__Data__.
· · ·
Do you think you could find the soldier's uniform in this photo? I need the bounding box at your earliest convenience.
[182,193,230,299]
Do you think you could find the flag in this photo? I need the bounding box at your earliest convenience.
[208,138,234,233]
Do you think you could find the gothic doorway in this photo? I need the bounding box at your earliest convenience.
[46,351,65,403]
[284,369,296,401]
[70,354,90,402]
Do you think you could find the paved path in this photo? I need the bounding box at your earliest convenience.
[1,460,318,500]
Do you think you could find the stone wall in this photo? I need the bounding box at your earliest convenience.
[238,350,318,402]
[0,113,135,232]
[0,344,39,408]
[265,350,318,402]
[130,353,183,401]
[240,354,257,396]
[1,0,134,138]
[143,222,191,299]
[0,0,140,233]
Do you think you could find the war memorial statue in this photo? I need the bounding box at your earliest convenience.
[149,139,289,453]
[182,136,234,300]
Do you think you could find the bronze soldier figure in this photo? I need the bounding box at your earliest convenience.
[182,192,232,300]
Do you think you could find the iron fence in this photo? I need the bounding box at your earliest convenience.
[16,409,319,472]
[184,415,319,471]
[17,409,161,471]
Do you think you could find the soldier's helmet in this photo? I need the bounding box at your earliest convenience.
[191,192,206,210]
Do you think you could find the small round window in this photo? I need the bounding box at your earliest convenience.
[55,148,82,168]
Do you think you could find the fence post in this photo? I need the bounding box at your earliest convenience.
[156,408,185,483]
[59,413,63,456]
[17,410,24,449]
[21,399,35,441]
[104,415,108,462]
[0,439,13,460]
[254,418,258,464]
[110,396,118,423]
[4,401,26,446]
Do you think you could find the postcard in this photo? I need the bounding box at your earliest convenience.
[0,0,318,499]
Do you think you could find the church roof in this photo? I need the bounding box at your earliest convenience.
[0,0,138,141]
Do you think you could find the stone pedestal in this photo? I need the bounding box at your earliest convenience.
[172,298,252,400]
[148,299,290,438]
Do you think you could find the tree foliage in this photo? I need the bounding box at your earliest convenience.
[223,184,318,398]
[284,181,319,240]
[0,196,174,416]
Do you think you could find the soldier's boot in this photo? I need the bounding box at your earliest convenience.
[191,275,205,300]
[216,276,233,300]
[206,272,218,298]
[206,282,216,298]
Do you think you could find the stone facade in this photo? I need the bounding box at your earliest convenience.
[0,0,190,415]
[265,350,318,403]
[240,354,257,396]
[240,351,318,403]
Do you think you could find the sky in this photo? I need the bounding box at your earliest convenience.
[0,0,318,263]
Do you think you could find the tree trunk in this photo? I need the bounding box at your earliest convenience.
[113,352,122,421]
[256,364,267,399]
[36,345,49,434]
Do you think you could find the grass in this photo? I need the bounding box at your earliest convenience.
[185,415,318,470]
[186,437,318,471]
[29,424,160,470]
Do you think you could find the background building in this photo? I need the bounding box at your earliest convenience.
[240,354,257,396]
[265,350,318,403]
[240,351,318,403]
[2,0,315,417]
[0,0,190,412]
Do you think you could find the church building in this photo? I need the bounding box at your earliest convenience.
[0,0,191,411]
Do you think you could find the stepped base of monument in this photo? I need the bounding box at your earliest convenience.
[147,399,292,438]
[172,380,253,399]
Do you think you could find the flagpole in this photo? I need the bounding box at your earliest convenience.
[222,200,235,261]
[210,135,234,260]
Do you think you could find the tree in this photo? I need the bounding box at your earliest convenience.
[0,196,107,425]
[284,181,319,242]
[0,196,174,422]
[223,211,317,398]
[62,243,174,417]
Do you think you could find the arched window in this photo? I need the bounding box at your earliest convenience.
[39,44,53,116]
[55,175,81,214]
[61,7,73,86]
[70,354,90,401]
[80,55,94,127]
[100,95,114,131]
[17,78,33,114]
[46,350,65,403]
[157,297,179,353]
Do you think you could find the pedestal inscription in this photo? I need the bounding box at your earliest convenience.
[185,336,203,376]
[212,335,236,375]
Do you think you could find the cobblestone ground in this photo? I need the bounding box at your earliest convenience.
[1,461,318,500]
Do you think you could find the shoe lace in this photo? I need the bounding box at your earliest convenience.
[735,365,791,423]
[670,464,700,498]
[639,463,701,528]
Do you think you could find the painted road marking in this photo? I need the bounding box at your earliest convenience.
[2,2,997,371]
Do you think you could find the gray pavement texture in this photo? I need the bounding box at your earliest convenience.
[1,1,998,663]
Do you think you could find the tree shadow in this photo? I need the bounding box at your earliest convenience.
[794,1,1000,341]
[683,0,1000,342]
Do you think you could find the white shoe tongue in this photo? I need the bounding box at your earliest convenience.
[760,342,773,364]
· · ·
__What the exercise asks__. Every line above needs to be repeated exactly as shown.

__Answer space__.
Do you think you could find the soldier's uniform in this photo? I need the bounding box at your earliest convenience.
[182,193,230,299]
Do you think you could find the flag in this photo? I need the bounding box at your earliest convenience.
[208,138,234,233]
Do you think you could find the gothic doorway in this photo? I need the bounding box at your earliest convenience.
[46,351,65,403]
[284,369,296,401]
[70,354,90,402]
Do you think you could find the paved path in this photo? I need the bounding box at your earliest convenience.
[1,460,318,500]
Do you think you could find the stone wall in this photo? I need the bounding box at your earliest convenience.
[238,350,318,402]
[0,113,135,232]
[0,344,39,408]
[265,350,318,402]
[130,353,183,401]
[240,354,257,396]
[1,0,134,138]
[143,222,191,299]
[0,0,140,233]
Do you think you could find the war memorial statue in this photo? I need the bounding box at your earliest convenience.
[149,139,289,453]
[182,136,234,300]
Do you think you could find the bronze soldier figure in this photo? I need the bounding box at your earliest convenience.
[182,192,232,300]
Do you think you could find the iron fence in this photo? I need the bounding box at your earliest convenience.
[16,409,319,472]
[184,415,319,471]
[17,409,161,471]
Do you think you could find the soldier's helmet in this photo? I need the bounding box at your earliest convenience.
[191,192,206,210]
Do you think you could find the small round window in this photo? I need the bounding box at your earliest convenience.
[55,148,82,168]
Do you think you could find the fence post in this photo? I need the bounding box at your earliest convenience.
[156,408,185,483]
[59,413,63,456]
[17,410,24,449]
[21,399,35,441]
[104,415,108,462]
[0,439,13,460]
[254,418,258,464]
[110,396,118,423]
[4,401,26,446]
Do you think you could find the postcard in this photo? I need the bounding box at your earliest convenience.
[0,0,318,499]
Do you think you could find the church roof in this photo? I need the bounding box at your earliest convenience.
[0,0,138,141]
Do you think you could find the stone pedestal in this photo? I need the bounding box at your earliest convenience.
[172,298,252,400]
[148,299,290,438]
Do you think you could find the tree foliage in this photo? I need the bounding box at your earliest convenience.
[223,184,318,398]
[284,181,319,240]
[0,196,174,416]
Do you think you could find the soldier's boot in this photo? I need the bounding box at your earliest convenience.
[191,275,205,300]
[216,276,233,300]
[206,272,218,298]
[206,282,216,298]
Do you think you could find the stone facade in this photo? I need the bounding box at your earliest convenience.
[0,0,190,415]
[265,350,318,403]
[240,354,257,396]
[240,351,318,403]
Do you think you could find the sky in this photo? I need the bounding box at your earliest convenience.
[0,0,318,263]
Do you think you could find the tree trunk in this photo? I need the bounding box at your earliest convenience.
[113,352,122,421]
[256,364,267,399]
[36,345,49,434]
Do you think you could find the grass in this photo? I need the bounding box at your earliest convenience.
[185,415,318,470]
[186,437,318,471]
[29,424,160,470]
Do you think you could find the background building in this photo? I need the bounding box at your earliest convenience.
[240,354,257,396]
[265,350,318,403]
[240,351,318,403]
[2,0,315,417]
[0,0,190,412]
Do you think you could find the church building in this photo? I need the bounding box at your earliest convenience.
[0,0,191,411]
Do you think you could find the stepped base of monument in this photo? I need the bounding box at your earliest convenience.
[147,399,292,438]
[172,380,253,399]
Do you think you could find the flagpole in this photo? I need the bounding box at your earliest convenience.
[222,200,235,261]
[210,135,234,260]
Do you think you could find the tree in this photo? I need the bounding box at your earliest convenience.
[0,196,107,425]
[284,181,319,242]
[0,196,174,422]
[223,211,317,398]
[62,243,174,417]
Do you think you could find the arched window in this photo? I need the bounding box at your earliest convenience.
[39,44,53,116]
[55,175,81,214]
[61,7,73,86]
[70,354,90,401]
[80,55,94,127]
[100,95,114,131]
[17,78,33,114]
[46,350,65,403]
[157,297,179,353]
Do you think you could find the pedestal inscription in this photo? I need the bounding box at your earliest convenience.
[185,336,203,376]
[212,335,236,375]
Do you think you could find the cobblestone ground in this photo? I need the bounding box at your earliest convenience.
[1,461,318,500]
Do you think you could find the shoe lace in this photo? I need the bounding box at your earliest convenience.
[735,365,791,423]
[670,464,700,498]
[639,463,701,528]
Do you think you could find the painted road marking in this photo? I need the bounding box at your earliest convenience.
[2,2,997,371]
Do you think you could find the gray pavement texture in this photo? I need the bounding box at your earliest convenience.
[1,1,998,663]
Do you think you could find the tree shadow in this photo? I need the bounding box at your earliest convenience.
[794,1,1000,341]
[683,0,1000,342]
Do you think you could find the white shoe tongue in this photo? I need the bounding box at your earliest convenience.
[760,342,773,364]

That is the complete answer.